* _WHAT THE TASK REQUIRES_: Leave out the pictures, and retype the remaining data exactly.

Collected data entries
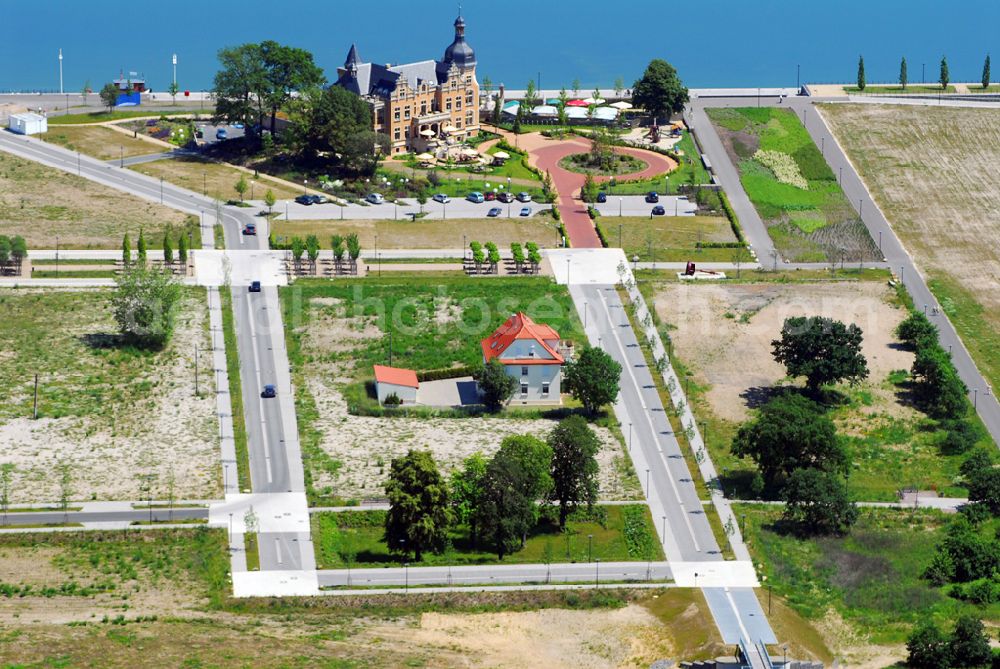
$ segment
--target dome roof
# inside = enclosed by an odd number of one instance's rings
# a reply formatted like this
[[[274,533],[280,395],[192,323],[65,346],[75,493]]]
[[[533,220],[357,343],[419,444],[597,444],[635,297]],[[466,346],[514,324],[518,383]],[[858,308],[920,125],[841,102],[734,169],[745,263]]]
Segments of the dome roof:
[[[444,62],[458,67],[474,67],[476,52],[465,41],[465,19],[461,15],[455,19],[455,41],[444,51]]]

* _FINAL ANSWER_:
$ segment
--target dome roof
# inside = enclosed by an odd number of one instance's rings
# a reply formatted like this
[[[274,533],[280,395],[192,323],[65,346],[75,493]]]
[[[533,220],[357,343],[419,444],[597,444],[635,297]],[[466,346],[514,324],[518,383]],[[858,308],[920,125],[841,102],[734,169],[745,263]]]
Segments of the dome roof:
[[[444,62],[458,67],[474,67],[476,52],[465,41],[465,19],[461,15],[455,19],[455,41],[444,51]]]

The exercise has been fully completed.